WORK TO COMPLETE.
Give every line of the items below as a Markdown table with the columns "Row" and "Item line", one line per row, numbered in order and skipping blank lines. Leave the pictures out.

---

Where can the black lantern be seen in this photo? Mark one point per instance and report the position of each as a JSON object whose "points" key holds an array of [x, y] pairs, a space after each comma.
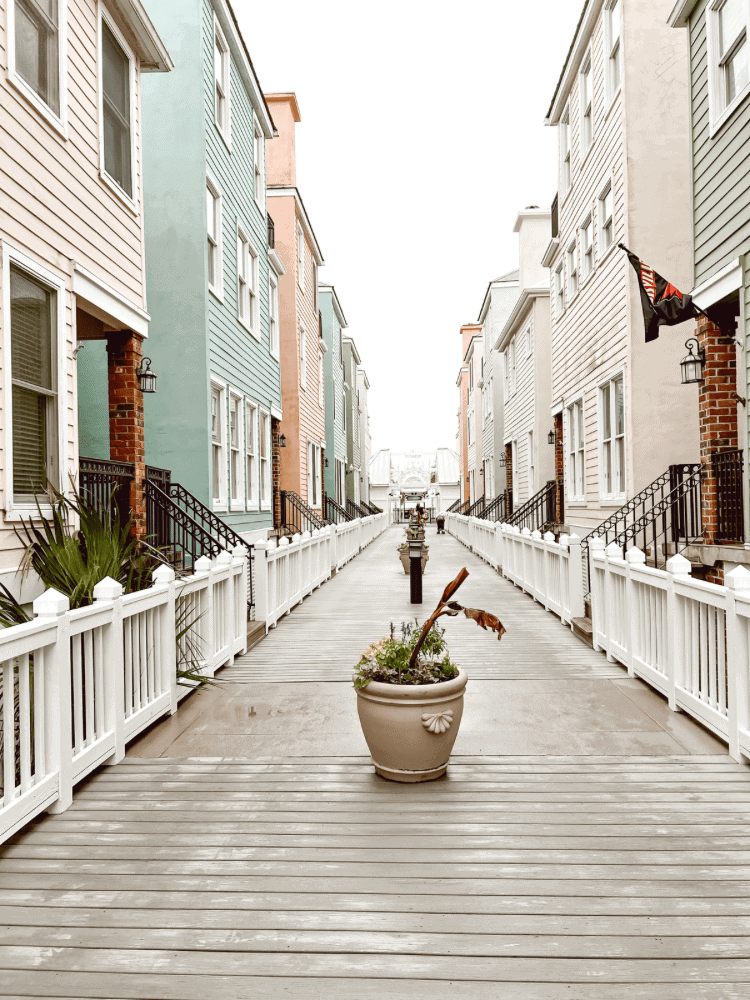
{"points": [[146, 378], [692, 364]]}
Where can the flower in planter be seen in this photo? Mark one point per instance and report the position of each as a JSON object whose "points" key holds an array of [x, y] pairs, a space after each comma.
{"points": [[421, 657]]}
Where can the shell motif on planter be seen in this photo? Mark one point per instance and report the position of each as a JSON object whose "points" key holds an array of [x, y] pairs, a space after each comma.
{"points": [[410, 729]]}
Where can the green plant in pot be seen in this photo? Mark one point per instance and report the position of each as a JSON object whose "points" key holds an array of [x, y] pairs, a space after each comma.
{"points": [[410, 694]]}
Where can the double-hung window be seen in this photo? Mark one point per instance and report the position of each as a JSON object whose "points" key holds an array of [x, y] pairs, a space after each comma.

---

EXERCISE RESPONSE.
| Row | Item line |
|---|---|
| 1 | Where can the black lantern be seen in this photo? Mark one point per instance and report the position of each as a JSON object whose "points" key holds an array of [x, y] pairs, a space after each comma. |
| 2 | {"points": [[146, 378], [692, 364]]} |
| 3 | Where can the flower in planter be seen in this photo? Mark one point per instance and report the position of each as a JSON object whose "points" key holds an array of [x, y] pairs, a space after each comma. |
| 4 | {"points": [[421, 657]]} |
| 5 | Where can the shell motif on planter be seen in this photo? Mark one point per instance and report the position of each as a JSON object whose "points" key holds an array of [x, y] pairs, a space after each comma. |
| 6 | {"points": [[410, 729]]} |
| 7 | Where can the green plant in pot be seen in this photo? Mark one point per instance and report the position of each as a JSON object whose "points" key holds an array of [x, y] pairs, a space after each comma. |
| 8 | {"points": [[410, 694]]} |
| 9 | Where can the double-hung window be seen in this photo? Mark one point per instance and report the position of each as a JSON object whose "points" key holds an array of [x, y] pairs, a space after each comma. |